### What is expected
Reproduce every line from the start of the records through the line with "382], [76, 386]]", requests included, and rescale the coordinates in the answers by multiplying each by 0.8 and rounding to whole numbers with halves going up. Leave the requests and their format samples unscaled, and omit the pictures.

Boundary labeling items
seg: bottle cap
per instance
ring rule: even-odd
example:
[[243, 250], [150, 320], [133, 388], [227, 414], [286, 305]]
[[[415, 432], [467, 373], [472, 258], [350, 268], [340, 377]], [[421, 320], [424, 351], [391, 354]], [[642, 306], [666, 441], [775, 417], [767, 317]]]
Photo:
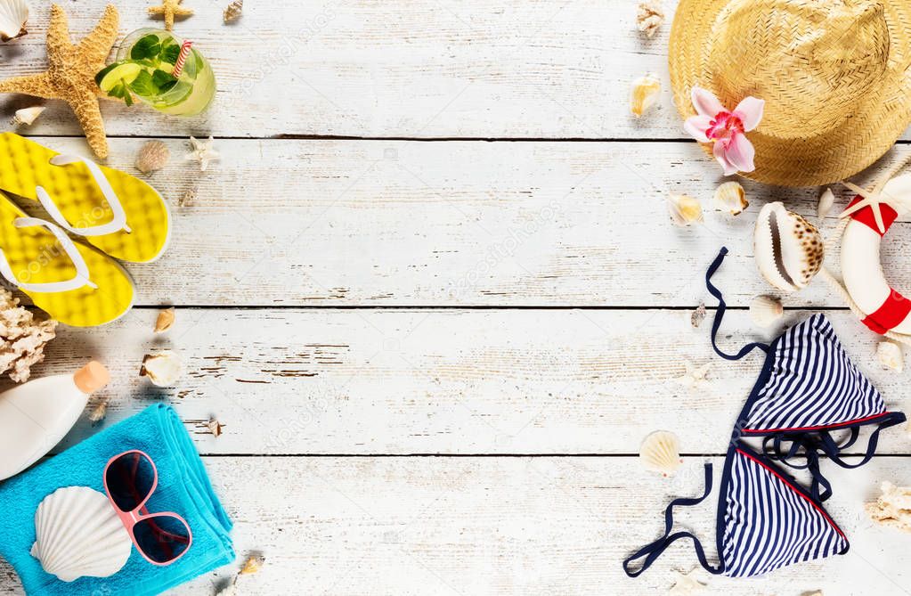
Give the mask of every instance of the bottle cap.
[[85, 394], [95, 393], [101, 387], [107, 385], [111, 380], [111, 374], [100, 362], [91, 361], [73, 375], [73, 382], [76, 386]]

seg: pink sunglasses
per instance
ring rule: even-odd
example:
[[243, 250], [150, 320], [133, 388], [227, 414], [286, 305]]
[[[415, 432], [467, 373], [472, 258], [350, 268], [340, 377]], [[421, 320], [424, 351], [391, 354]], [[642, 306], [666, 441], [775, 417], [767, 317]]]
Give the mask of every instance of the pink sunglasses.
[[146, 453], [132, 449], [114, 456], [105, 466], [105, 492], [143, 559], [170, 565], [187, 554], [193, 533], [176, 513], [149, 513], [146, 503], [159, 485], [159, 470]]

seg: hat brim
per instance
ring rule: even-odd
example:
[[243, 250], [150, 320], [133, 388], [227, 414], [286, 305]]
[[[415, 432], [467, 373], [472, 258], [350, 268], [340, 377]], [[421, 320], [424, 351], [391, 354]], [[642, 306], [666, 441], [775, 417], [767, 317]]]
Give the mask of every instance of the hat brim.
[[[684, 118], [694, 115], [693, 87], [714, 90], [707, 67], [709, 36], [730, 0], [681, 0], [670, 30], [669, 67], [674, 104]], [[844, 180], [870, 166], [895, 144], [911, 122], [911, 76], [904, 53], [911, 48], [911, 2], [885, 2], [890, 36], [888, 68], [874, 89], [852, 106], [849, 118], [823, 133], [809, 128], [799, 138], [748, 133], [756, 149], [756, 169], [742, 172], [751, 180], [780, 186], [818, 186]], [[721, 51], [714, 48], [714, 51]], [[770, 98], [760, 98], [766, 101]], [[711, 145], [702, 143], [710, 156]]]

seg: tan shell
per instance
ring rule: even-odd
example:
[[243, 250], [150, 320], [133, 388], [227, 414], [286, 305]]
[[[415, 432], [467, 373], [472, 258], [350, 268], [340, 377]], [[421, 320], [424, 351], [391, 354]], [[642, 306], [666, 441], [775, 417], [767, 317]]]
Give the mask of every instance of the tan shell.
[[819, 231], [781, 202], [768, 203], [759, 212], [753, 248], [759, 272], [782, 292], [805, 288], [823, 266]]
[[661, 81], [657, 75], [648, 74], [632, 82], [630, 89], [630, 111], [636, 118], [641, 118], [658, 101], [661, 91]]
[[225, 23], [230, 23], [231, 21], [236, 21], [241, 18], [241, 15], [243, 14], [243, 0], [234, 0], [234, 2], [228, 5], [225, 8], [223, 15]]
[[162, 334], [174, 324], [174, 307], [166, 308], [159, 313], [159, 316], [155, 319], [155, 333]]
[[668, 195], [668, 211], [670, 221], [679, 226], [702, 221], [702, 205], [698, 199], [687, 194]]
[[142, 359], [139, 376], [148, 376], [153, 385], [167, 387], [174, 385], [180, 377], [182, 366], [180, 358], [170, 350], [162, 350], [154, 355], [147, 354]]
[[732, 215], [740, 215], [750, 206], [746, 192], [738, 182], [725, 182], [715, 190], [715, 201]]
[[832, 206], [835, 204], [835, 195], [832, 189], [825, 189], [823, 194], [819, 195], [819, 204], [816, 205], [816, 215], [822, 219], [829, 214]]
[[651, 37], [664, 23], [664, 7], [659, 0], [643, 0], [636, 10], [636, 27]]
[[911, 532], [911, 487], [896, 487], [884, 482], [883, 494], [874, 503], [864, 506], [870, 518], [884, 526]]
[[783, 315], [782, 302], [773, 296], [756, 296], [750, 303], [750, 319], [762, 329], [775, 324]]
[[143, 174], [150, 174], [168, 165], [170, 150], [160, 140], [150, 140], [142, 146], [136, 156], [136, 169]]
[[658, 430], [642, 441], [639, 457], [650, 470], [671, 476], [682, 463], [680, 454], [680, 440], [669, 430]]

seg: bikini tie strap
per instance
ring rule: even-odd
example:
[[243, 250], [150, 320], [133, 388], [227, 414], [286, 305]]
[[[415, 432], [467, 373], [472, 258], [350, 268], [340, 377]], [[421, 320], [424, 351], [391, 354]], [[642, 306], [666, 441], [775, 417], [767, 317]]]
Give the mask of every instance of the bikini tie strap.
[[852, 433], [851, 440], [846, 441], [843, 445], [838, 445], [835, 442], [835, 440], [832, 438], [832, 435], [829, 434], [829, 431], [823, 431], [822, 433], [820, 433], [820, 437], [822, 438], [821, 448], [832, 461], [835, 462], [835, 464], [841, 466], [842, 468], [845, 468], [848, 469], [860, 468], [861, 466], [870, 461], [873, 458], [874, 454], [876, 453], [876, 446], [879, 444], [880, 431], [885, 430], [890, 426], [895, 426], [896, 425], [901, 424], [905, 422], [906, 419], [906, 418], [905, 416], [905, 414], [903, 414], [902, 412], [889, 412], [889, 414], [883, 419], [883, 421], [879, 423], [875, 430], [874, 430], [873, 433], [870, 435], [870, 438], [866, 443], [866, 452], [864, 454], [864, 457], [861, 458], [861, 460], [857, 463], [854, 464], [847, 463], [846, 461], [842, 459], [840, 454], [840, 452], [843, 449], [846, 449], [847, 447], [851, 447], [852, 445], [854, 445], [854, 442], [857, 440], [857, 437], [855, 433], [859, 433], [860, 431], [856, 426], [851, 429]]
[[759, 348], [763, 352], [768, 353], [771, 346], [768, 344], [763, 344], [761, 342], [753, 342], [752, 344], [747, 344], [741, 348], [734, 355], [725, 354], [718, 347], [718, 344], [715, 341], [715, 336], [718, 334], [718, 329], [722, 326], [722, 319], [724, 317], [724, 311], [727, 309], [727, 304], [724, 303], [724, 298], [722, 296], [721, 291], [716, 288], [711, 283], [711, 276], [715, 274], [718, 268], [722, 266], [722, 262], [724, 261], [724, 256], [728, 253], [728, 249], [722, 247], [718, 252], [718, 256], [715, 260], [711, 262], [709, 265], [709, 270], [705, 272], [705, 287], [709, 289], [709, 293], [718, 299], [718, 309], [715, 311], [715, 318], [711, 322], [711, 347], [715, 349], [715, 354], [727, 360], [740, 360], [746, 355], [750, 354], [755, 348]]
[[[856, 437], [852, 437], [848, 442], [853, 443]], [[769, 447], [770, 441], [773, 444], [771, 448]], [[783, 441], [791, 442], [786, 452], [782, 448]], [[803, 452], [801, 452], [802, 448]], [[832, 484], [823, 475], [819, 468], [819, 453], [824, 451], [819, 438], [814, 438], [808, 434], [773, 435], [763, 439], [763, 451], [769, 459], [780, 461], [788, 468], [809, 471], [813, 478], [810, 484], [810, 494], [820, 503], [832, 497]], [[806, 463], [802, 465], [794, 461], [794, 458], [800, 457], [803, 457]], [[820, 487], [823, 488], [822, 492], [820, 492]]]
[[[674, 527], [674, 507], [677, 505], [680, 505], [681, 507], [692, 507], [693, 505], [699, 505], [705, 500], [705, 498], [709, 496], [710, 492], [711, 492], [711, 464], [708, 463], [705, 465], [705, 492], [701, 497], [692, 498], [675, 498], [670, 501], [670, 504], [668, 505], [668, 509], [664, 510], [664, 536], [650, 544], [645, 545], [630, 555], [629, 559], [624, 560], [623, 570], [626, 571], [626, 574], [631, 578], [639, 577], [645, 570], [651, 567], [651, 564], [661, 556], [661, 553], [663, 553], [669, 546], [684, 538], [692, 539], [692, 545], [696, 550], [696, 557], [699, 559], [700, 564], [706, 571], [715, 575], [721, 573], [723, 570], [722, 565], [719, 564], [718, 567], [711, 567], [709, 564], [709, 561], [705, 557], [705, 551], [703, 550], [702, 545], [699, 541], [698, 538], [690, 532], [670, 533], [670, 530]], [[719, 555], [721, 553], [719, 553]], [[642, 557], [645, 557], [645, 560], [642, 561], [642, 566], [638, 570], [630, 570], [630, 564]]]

### Response for this exercise
seg: bottle cap
per instance
ring rule: even-odd
example:
[[243, 250], [150, 320], [133, 388], [227, 414], [286, 305]]
[[[415, 432], [467, 373], [472, 258], [350, 268], [340, 377]], [[421, 320], [424, 351], [391, 354]], [[642, 306], [666, 441], [775, 417], [767, 317]]]
Photo:
Give the mask of every instance of the bottle cap.
[[68, 315], [76, 314], [81, 310], [86, 308], [89, 304], [89, 299], [80, 290], [73, 289], [58, 300], [58, 306], [61, 309]]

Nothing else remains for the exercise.